[Entries from a dataset]

--------------------

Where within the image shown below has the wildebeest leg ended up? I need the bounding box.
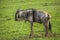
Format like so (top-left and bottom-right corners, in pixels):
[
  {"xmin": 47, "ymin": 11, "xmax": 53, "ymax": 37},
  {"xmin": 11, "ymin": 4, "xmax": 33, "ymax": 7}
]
[
  {"xmin": 43, "ymin": 22, "xmax": 49, "ymax": 36},
  {"xmin": 49, "ymin": 21, "xmax": 52, "ymax": 32},
  {"xmin": 30, "ymin": 21, "xmax": 33, "ymax": 37}
]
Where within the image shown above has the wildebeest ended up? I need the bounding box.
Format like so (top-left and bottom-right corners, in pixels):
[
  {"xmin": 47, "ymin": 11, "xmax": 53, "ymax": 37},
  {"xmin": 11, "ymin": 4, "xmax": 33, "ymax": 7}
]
[{"xmin": 15, "ymin": 9, "xmax": 52, "ymax": 37}]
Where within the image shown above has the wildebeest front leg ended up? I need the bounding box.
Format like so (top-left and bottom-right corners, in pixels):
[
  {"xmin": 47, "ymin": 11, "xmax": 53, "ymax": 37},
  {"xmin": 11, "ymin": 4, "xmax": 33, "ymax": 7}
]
[
  {"xmin": 30, "ymin": 21, "xmax": 33, "ymax": 38},
  {"xmin": 43, "ymin": 22, "xmax": 49, "ymax": 36}
]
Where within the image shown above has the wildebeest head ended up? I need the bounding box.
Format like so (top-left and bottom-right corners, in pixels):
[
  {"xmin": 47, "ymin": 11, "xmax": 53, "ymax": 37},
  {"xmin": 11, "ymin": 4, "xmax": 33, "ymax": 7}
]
[{"xmin": 15, "ymin": 9, "xmax": 24, "ymax": 21}]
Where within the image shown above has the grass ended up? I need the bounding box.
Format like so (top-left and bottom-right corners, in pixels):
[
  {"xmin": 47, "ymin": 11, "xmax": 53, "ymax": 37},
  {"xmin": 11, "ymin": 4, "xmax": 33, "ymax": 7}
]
[{"xmin": 0, "ymin": 0, "xmax": 60, "ymax": 40}]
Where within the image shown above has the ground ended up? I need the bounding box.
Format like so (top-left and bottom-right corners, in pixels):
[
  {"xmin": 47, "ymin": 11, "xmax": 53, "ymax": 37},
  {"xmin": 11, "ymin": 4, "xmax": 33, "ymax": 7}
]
[{"xmin": 0, "ymin": 0, "xmax": 60, "ymax": 40}]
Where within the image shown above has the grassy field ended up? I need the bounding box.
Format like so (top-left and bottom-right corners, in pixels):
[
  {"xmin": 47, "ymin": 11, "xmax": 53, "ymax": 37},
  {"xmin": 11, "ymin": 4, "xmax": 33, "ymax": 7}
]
[{"xmin": 0, "ymin": 0, "xmax": 60, "ymax": 40}]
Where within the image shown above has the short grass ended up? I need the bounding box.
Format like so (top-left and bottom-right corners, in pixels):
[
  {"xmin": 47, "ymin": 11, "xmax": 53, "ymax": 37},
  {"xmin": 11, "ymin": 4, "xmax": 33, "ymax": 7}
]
[{"xmin": 0, "ymin": 0, "xmax": 60, "ymax": 40}]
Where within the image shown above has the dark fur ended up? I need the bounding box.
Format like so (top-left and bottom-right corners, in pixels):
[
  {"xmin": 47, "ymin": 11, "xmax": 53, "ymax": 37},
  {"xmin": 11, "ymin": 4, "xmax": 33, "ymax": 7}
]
[{"xmin": 15, "ymin": 9, "xmax": 52, "ymax": 37}]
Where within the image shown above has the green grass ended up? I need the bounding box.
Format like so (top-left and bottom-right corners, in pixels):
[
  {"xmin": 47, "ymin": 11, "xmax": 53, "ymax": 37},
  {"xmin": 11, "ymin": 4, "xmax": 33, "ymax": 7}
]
[{"xmin": 0, "ymin": 0, "xmax": 60, "ymax": 40}]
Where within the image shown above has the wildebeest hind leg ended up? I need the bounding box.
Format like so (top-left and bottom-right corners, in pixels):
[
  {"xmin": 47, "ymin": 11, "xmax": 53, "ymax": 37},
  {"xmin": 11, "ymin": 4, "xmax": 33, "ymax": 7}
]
[
  {"xmin": 29, "ymin": 21, "xmax": 34, "ymax": 38},
  {"xmin": 43, "ymin": 22, "xmax": 49, "ymax": 36}
]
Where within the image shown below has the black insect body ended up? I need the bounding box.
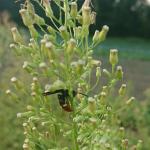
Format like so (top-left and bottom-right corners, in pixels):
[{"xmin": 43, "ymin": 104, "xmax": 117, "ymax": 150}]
[{"xmin": 43, "ymin": 89, "xmax": 87, "ymax": 112}]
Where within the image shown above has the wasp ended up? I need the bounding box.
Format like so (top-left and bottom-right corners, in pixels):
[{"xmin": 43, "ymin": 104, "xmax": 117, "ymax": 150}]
[{"xmin": 43, "ymin": 89, "xmax": 88, "ymax": 112}]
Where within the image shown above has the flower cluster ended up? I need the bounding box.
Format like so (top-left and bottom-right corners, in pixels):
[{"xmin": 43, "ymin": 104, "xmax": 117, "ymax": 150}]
[{"xmin": 6, "ymin": 0, "xmax": 141, "ymax": 150}]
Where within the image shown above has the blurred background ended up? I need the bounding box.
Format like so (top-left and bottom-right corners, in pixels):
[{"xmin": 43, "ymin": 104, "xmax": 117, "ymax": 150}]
[{"xmin": 0, "ymin": 0, "xmax": 150, "ymax": 150}]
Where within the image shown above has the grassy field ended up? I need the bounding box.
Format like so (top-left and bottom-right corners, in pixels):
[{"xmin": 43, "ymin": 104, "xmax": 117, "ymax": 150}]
[
  {"xmin": 95, "ymin": 38, "xmax": 150, "ymax": 99},
  {"xmin": 96, "ymin": 38, "xmax": 150, "ymax": 61}
]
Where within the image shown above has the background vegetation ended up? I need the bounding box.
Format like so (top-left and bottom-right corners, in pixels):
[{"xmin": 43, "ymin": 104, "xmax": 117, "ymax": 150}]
[{"xmin": 0, "ymin": 0, "xmax": 150, "ymax": 150}]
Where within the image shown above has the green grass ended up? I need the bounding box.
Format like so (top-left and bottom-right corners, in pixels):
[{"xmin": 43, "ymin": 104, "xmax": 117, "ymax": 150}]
[{"xmin": 95, "ymin": 38, "xmax": 150, "ymax": 61}]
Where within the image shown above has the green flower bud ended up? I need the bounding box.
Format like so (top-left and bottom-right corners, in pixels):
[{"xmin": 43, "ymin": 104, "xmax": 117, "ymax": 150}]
[
  {"xmin": 59, "ymin": 26, "xmax": 69, "ymax": 40},
  {"xmin": 34, "ymin": 14, "xmax": 45, "ymax": 25},
  {"xmin": 47, "ymin": 26, "xmax": 56, "ymax": 36},
  {"xmin": 30, "ymin": 38, "xmax": 39, "ymax": 52},
  {"xmin": 22, "ymin": 61, "xmax": 33, "ymax": 73},
  {"xmin": 66, "ymin": 39, "xmax": 76, "ymax": 54},
  {"xmin": 96, "ymin": 67, "xmax": 101, "ymax": 77},
  {"xmin": 90, "ymin": 59, "xmax": 101, "ymax": 67},
  {"xmin": 19, "ymin": 9, "xmax": 34, "ymax": 27},
  {"xmin": 90, "ymin": 11, "xmax": 96, "ymax": 24},
  {"xmin": 17, "ymin": 111, "xmax": 33, "ymax": 118},
  {"xmin": 76, "ymin": 59, "xmax": 85, "ymax": 74},
  {"xmin": 100, "ymin": 92, "xmax": 107, "ymax": 104},
  {"xmin": 82, "ymin": 7, "xmax": 91, "ymax": 26},
  {"xmin": 28, "ymin": 25, "xmax": 38, "ymax": 39},
  {"xmin": 22, "ymin": 143, "xmax": 30, "ymax": 150},
  {"xmin": 103, "ymin": 69, "xmax": 111, "ymax": 78},
  {"xmin": 122, "ymin": 139, "xmax": 129, "ymax": 149},
  {"xmin": 93, "ymin": 30, "xmax": 99, "ymax": 43},
  {"xmin": 74, "ymin": 26, "xmax": 82, "ymax": 39},
  {"xmin": 89, "ymin": 118, "xmax": 97, "ymax": 127},
  {"xmin": 11, "ymin": 27, "xmax": 24, "ymax": 44},
  {"xmin": 10, "ymin": 77, "xmax": 22, "ymax": 89},
  {"xmin": 126, "ymin": 97, "xmax": 135, "ymax": 105},
  {"xmin": 137, "ymin": 140, "xmax": 143, "ymax": 150},
  {"xmin": 77, "ymin": 15, "xmax": 83, "ymax": 24},
  {"xmin": 109, "ymin": 49, "xmax": 118, "ymax": 65},
  {"xmin": 45, "ymin": 42, "xmax": 56, "ymax": 59},
  {"xmin": 116, "ymin": 66, "xmax": 123, "ymax": 80},
  {"xmin": 5, "ymin": 89, "xmax": 18, "ymax": 100},
  {"xmin": 119, "ymin": 84, "xmax": 127, "ymax": 96},
  {"xmin": 43, "ymin": 0, "xmax": 53, "ymax": 18},
  {"xmin": 39, "ymin": 62, "xmax": 47, "ymax": 69},
  {"xmin": 26, "ymin": 0, "xmax": 35, "ymax": 20},
  {"xmin": 99, "ymin": 25, "xmax": 109, "ymax": 42},
  {"xmin": 40, "ymin": 39, "xmax": 46, "ymax": 53},
  {"xmin": 49, "ymin": 80, "xmax": 66, "ymax": 91},
  {"xmin": 88, "ymin": 97, "xmax": 96, "ymax": 113},
  {"xmin": 102, "ymin": 86, "xmax": 108, "ymax": 94},
  {"xmin": 70, "ymin": 2, "xmax": 78, "ymax": 19}
]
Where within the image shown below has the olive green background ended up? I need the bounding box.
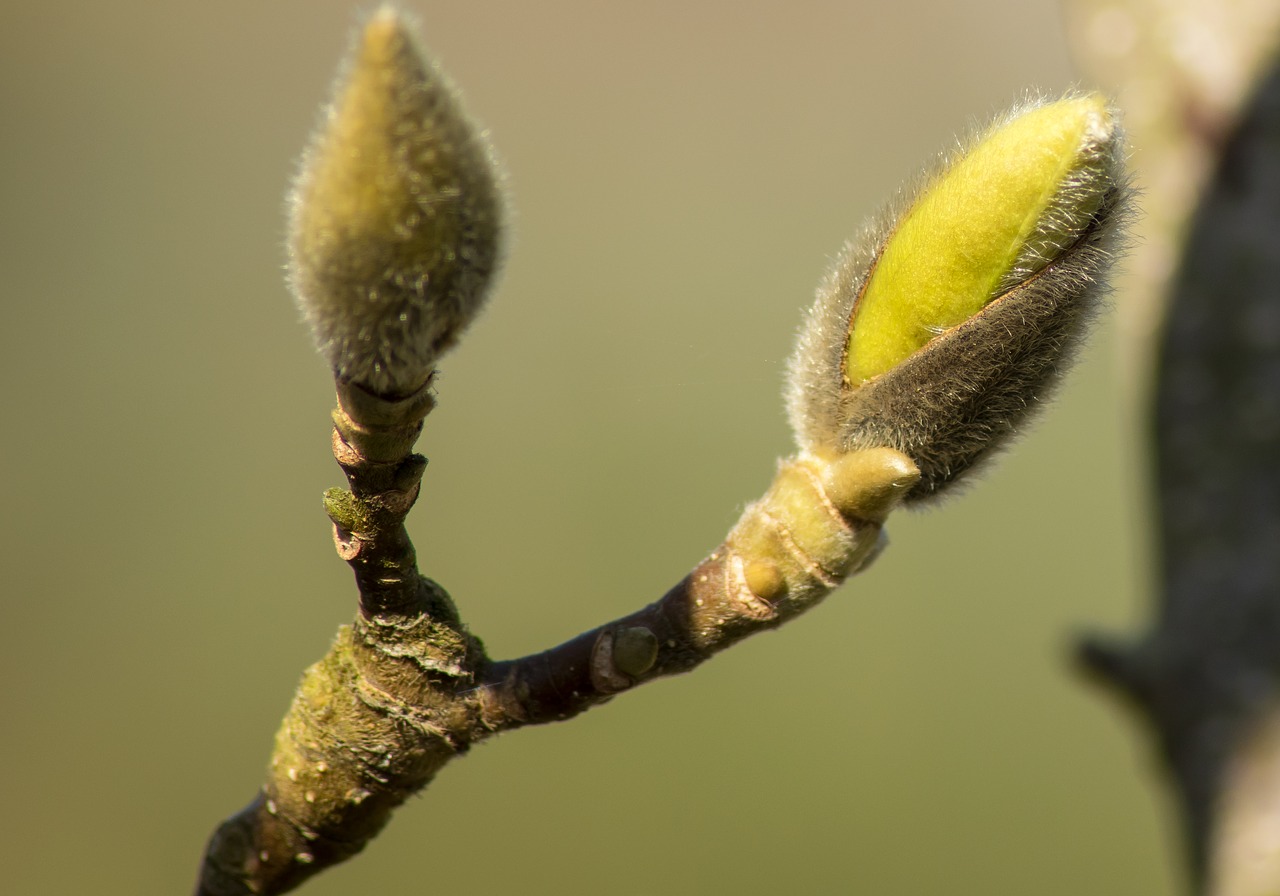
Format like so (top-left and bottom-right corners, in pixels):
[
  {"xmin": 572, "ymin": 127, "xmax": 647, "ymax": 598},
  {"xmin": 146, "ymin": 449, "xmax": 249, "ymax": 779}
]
[{"xmin": 0, "ymin": 0, "xmax": 1180, "ymax": 896}]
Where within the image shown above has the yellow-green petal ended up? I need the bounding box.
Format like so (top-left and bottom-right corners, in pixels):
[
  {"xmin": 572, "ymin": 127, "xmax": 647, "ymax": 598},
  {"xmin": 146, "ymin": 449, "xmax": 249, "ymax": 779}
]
[{"xmin": 845, "ymin": 95, "xmax": 1114, "ymax": 387}]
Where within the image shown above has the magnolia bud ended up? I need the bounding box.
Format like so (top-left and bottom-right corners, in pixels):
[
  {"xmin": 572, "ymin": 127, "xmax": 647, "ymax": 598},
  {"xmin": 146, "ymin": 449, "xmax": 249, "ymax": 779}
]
[
  {"xmin": 288, "ymin": 8, "xmax": 502, "ymax": 397},
  {"xmin": 787, "ymin": 95, "xmax": 1129, "ymax": 499}
]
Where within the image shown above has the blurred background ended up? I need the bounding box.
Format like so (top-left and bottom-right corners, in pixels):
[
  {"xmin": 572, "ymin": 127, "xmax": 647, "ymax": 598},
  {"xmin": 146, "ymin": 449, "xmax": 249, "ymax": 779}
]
[{"xmin": 0, "ymin": 0, "xmax": 1181, "ymax": 896}]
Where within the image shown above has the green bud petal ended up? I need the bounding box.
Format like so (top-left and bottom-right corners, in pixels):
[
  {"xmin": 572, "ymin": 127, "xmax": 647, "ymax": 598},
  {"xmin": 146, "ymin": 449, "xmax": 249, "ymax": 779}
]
[{"xmin": 787, "ymin": 95, "xmax": 1128, "ymax": 498}]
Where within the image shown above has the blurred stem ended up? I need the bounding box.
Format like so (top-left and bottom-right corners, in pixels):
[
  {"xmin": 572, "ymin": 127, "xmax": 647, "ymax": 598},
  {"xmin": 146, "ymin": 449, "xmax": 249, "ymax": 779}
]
[{"xmin": 1083, "ymin": 43, "xmax": 1280, "ymax": 896}]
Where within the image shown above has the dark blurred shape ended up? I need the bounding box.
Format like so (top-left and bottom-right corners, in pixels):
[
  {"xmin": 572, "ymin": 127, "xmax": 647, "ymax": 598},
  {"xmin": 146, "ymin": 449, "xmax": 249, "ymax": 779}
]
[{"xmin": 1082, "ymin": 54, "xmax": 1280, "ymax": 881}]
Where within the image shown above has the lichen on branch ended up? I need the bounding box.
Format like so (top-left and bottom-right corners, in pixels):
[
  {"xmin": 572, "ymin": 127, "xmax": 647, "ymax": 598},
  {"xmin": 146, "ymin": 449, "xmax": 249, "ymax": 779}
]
[{"xmin": 189, "ymin": 9, "xmax": 1124, "ymax": 896}]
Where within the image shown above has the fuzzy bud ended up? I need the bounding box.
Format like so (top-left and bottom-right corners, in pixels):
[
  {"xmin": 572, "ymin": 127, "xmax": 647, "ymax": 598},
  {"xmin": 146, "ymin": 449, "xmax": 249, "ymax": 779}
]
[
  {"xmin": 288, "ymin": 8, "xmax": 502, "ymax": 397},
  {"xmin": 787, "ymin": 95, "xmax": 1129, "ymax": 499}
]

--------------------

[Given instruction] Count the lines above that contain the word "flower", treating uppercase and lowercase as different. Give only the number.

[Task output] 2